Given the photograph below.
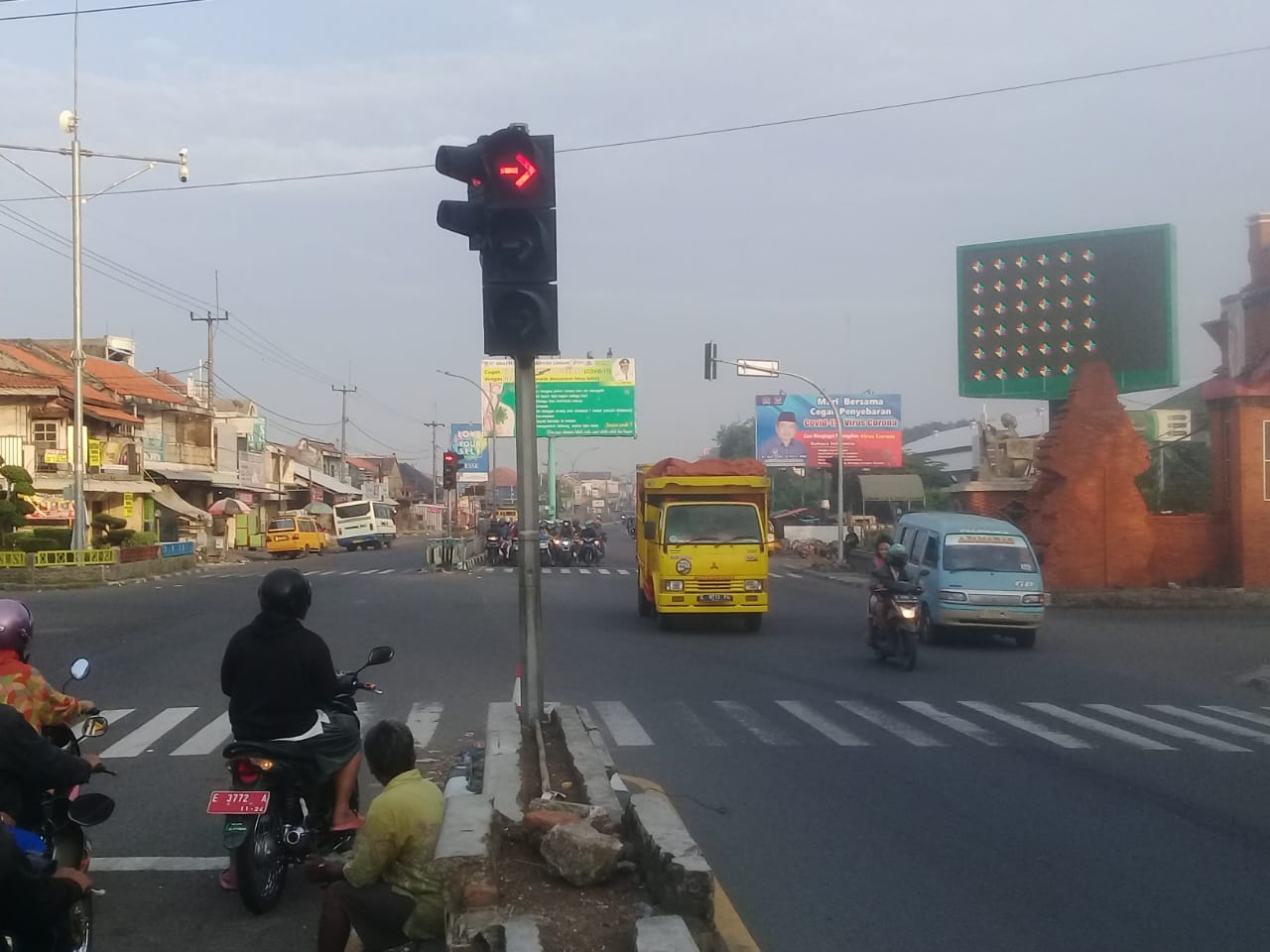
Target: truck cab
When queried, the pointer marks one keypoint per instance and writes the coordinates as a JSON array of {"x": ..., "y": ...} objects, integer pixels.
[{"x": 702, "y": 539}]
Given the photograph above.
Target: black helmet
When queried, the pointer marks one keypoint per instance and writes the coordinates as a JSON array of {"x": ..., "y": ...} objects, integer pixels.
[{"x": 286, "y": 592}]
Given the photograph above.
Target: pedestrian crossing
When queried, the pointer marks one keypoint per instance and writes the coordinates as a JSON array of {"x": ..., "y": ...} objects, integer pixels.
[{"x": 844, "y": 724}]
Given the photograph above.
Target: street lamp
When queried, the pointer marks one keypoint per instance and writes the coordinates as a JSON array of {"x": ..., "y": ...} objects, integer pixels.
[{"x": 492, "y": 481}]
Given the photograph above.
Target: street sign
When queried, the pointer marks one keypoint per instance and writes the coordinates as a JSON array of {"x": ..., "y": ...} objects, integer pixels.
[{"x": 757, "y": 368}]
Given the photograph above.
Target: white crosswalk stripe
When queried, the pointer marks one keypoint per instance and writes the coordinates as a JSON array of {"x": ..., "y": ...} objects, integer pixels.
[
  {"x": 952, "y": 722},
  {"x": 625, "y": 730},
  {"x": 140, "y": 740},
  {"x": 888, "y": 722}
]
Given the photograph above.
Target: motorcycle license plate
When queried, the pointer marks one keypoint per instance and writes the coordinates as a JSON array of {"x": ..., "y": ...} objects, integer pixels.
[{"x": 238, "y": 801}]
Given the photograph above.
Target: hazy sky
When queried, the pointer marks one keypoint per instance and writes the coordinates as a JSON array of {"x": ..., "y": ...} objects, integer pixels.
[{"x": 826, "y": 245}]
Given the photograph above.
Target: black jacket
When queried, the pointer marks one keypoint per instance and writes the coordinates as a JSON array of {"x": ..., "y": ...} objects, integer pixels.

************

Objective: Repeat the listing verbatim. Skip the pictures.

Completed task:
Given the photograph below.
Target: truck cab
When queried, the pointer marks one keypoint per instance and writes the coordinates as a JSON array of {"x": ..., "y": ...} objects, integer pixels.
[{"x": 702, "y": 539}]
Given the photograph above.
Target: black helmet
When queried, the pointer marks one keypoint per instance and writes the coordinates as a JSON array of {"x": ..., "y": ...} objects, integer pixels.
[{"x": 286, "y": 592}]
Given the photograph above.
Target: pedestrian crossing
When queried, the pointer marks one keypoint per instance and writes the coordinates as a JSON array of {"x": ..., "y": ...} objects, integer pixels.
[{"x": 844, "y": 724}]
Given the photograph above.
Target: street lamp
When queried, the pointer marks one keypoint per instance and writes the coordinates as a JSON array of {"x": ..., "y": ...} objects, integer pixels.
[{"x": 492, "y": 481}]
Given the photograph above.
Target: street sign
When queried, the pointer marks one keypoint per instance and writes the coordinates as a JSON array of {"x": ..., "y": ...} objects, integer pixels.
[{"x": 757, "y": 368}]
Given the photograph above.
Target: white crosswalk stripe
When queried, the pointer marks one keypoint per instance and writes the coordinates as a JSON array of {"x": ..., "y": ...} objects, integer pixels.
[
  {"x": 952, "y": 722},
  {"x": 625, "y": 730},
  {"x": 140, "y": 740},
  {"x": 888, "y": 722}
]
Given the photograph above.
Target: motorcycle license plate
When queried, the pointer marks one keypoint per instance and writes the coordinates as a JSON array of {"x": ..., "y": ...} objects, integer pixels.
[{"x": 238, "y": 801}]
Given the photograph above.
Target: hazy sky
When queried, the pointer marks one keypoint per instance and writes the coordinates as a JSON array of {"x": ..., "y": ...} objects, integer pixels.
[{"x": 826, "y": 245}]
Given the photograph above.
Target: black jacket
When queried, the pointer marks one keypoint per instance and writes the coordinates as a JSON array of {"x": ..., "y": ...} objects, integer pixels.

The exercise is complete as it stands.